» To be done
(a) Quote from the Penn State Thespians text exactly, starting at the words "The Penn State Thespians, a" and stopping after "with university regulations.".
(b) Translate this sentence from the Penn State Thespians text into Spanish: "In the fall of 2018, The Penn State Thespians changed its name to the Penn State Thespian Society to comply with university regulations."
(c) Please explain in one to three sentences why, according to the Penn State Thespians text, the organization changed its name in 2018.

Start of Text extract

The Penn State Thespian Society
- Formerly: The Penn State Thespians
- Founded: October 22, 1897; 128 years ago
- Founder: Fred Lewis Pattee, John Leete
- Headquarters: State College, Pennsylvania, United States
- Website: psuthespiansociety.com

= Penn State Thespians =

Student-run theatrical organization

The Penn State Thespians, a student-run theatrical organization at State College, Pennsylvania State University, has the stated goal of 'presenting theatrical entertainment and providing students of the Pennsylvania State University with an educational experience in all phases of a dramatic production, thereby enhancing the cultural diversity of its members and the University

In the fall of 2018, The Penn State Thespians changed its name to the Penn State Thespian Society to comply with university regulations.

End of Text extract
Start of Stored rows

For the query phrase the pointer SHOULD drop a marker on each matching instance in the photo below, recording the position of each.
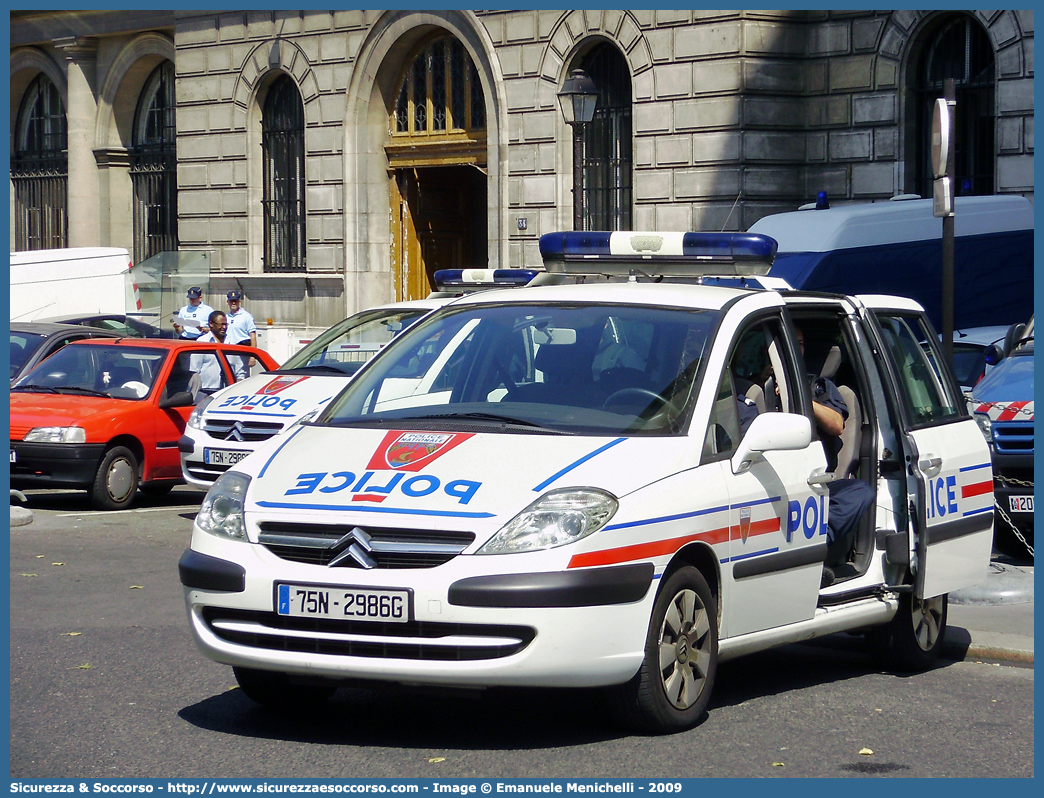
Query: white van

End of Stored rows
Start of Stored rows

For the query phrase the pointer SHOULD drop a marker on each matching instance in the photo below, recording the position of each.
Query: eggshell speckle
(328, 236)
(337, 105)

End of Stored rows
Start of Stored rows

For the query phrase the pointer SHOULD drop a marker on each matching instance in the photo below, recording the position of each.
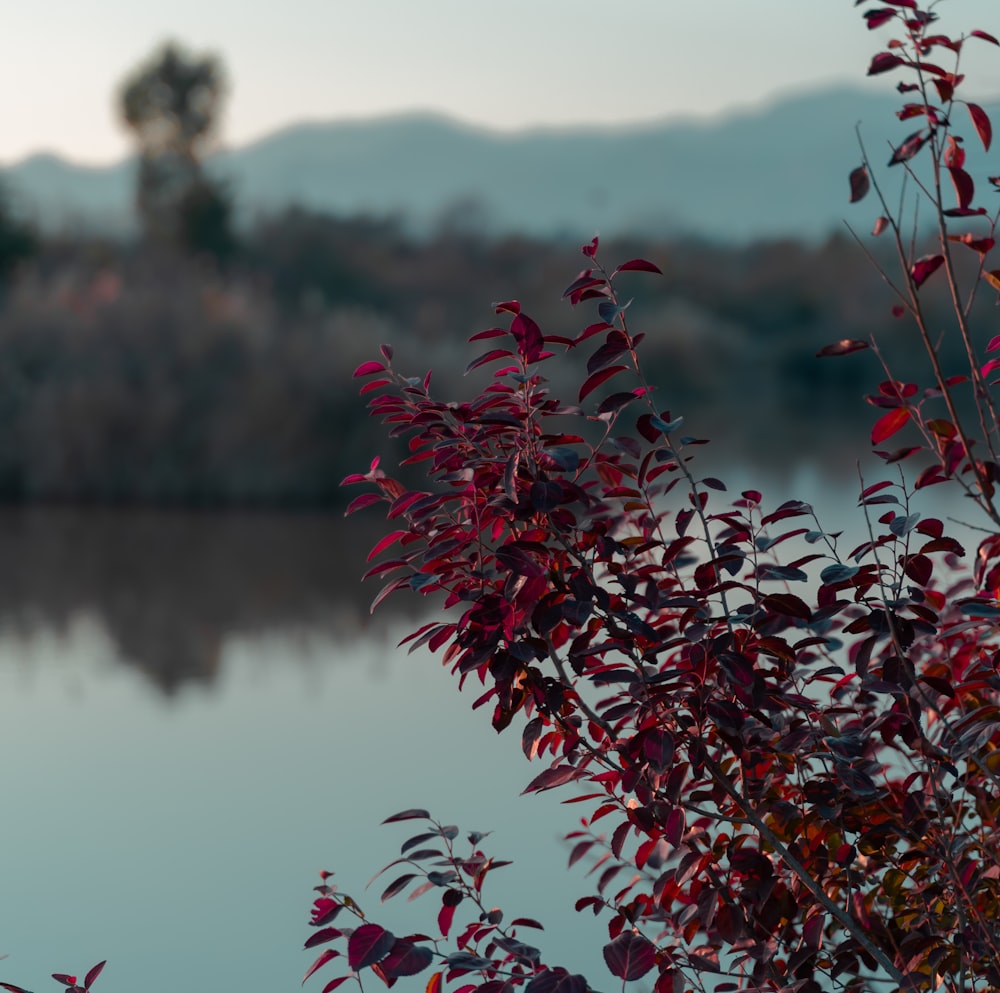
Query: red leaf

End of Stored rows

» Answers to each task
(a)
The Penn State Thespians, a student-run theatrical organization at State College, Pennsylvania State University, has the stated goal of 'presenting theatrical entertainment and providing students of the Pennsylvania State University with an educational experience in all phases of a dramatic production, thereby enhancing the cultural diversity of its members and the University

In the fall of 2018, The Penn State Thespians changed its name to the Penn State Thespian Society to comply with university regulations.

(b) En el otoño de 2018, The Penn State Thespians cambió su nombre a Penn State Thespian Society para cumplir con las normas de la universidad.

(c) In the fall of 2018, the organization changed its name from The Penn State Thespians to the Penn State Thespian Society. It did so to comply with university regulations.